Records from a collection:
------------------------------------------------

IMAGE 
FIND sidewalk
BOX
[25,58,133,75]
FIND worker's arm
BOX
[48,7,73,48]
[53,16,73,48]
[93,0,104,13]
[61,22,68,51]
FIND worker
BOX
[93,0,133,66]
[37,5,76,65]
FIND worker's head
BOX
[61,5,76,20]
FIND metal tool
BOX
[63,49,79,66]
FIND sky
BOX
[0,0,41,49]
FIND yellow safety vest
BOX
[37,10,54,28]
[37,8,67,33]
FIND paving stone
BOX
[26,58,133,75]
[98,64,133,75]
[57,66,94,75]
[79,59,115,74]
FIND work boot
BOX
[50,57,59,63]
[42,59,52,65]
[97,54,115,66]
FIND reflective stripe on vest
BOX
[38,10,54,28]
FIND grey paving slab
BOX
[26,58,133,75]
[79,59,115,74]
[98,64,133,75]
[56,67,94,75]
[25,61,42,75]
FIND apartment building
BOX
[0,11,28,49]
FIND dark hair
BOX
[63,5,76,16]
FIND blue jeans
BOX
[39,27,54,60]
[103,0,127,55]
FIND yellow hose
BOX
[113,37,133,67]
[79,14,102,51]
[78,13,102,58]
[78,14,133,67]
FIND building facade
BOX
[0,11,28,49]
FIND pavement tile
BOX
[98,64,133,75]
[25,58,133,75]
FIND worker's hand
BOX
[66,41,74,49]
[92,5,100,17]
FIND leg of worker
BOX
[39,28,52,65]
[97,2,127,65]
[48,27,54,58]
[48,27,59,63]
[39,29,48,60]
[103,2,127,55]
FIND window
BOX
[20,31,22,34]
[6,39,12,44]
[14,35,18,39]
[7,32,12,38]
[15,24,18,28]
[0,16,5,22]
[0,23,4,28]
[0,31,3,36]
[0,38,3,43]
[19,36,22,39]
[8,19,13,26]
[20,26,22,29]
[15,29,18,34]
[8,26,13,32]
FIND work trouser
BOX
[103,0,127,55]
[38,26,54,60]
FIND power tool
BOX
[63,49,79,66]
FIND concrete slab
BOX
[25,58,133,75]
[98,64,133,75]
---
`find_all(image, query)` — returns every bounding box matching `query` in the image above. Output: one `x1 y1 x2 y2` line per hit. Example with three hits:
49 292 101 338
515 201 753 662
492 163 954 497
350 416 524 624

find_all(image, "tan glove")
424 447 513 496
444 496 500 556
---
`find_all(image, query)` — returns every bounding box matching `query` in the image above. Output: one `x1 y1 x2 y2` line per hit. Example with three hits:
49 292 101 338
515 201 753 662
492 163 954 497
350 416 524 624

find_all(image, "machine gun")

------------------------------------------------

## Directions for this task
Copy out all the entries above, renaming each "worker" to "laborer" and keeping every other part the same.

## Solution
IMAGE 
FIND sidewalk
BOX
[25,58,133,75]
FIND laborer's arm
BOX
[48,7,73,48]
[53,16,73,48]
[93,0,104,13]
[61,22,68,51]
FIND laborer
BOX
[93,0,133,66]
[37,5,76,65]
FIND laborer's head
BOX
[61,5,76,20]
FIND metal tool
BOX
[63,49,79,66]
FIND sky
BOX
[0,0,41,49]
FIND yellow safety vest
BOX
[37,10,54,28]
[37,8,67,33]
FIND paving stone
BOX
[26,58,133,75]
[98,64,133,75]
[57,66,94,75]
[79,59,115,74]
FIND work boot
BOX
[50,57,59,63]
[42,59,52,65]
[97,54,115,66]
FIND reflective stripe on vest
BOX
[38,10,54,28]
FIND grey paving slab
BOX
[26,58,133,75]
[79,59,115,74]
[98,64,133,75]
[56,67,94,75]
[25,61,42,75]
FIND apartment building
BOX
[0,11,28,49]
FIND dark hair
BOX
[63,5,76,16]
FIND blue jeans
BOX
[39,27,54,60]
[103,0,127,55]
FIND yellow hose
BOX
[113,37,133,67]
[79,14,102,51]
[78,13,102,58]
[78,14,133,67]
FIND building facade
BOX
[0,11,28,49]
FIND pavement tile
BOX
[98,64,133,75]
[25,58,133,75]
FIND laborer's hand
BOX
[66,41,74,49]
[92,5,100,17]
FIND leg of laborer
BOX
[39,28,52,65]
[97,2,127,65]
[48,27,54,58]
[48,27,59,63]
[39,29,48,60]
[103,2,127,55]
FIND window
BOX
[20,31,22,34]
[6,39,12,44]
[14,35,18,39]
[7,32,12,38]
[15,24,18,28]
[0,16,5,22]
[0,23,4,28]
[0,31,3,36]
[0,38,3,43]
[19,36,22,39]
[8,19,13,26]
[20,26,22,29]
[15,29,18,34]
[8,26,13,32]
FIND work trouser
BOX
[103,0,127,55]
[38,26,54,60]
FIND power tool
BOX
[63,49,79,66]
FIND concrete slab
BOX
[25,58,133,75]
[98,64,133,75]
---
`find_all(image, query)` — returns every bounding box matching `query` in the image above. Output: one `x1 y1 x2 y2` line per hit. Example with three hits:
49 292 101 338
515 201 753 662
492 163 954 497
350 416 524 624

find_all(image, "tan glove")
424 447 513 496
444 496 500 556
---
`find_all(image, query)` — returns every bounding box matching `query` in the image above. Output: one `x1 y1 x2 y2` line per hit. Example with three hits:
49 292 101 338
515 201 753 662
492 163 954 497
350 416 524 624

find_all(image, "machine gun")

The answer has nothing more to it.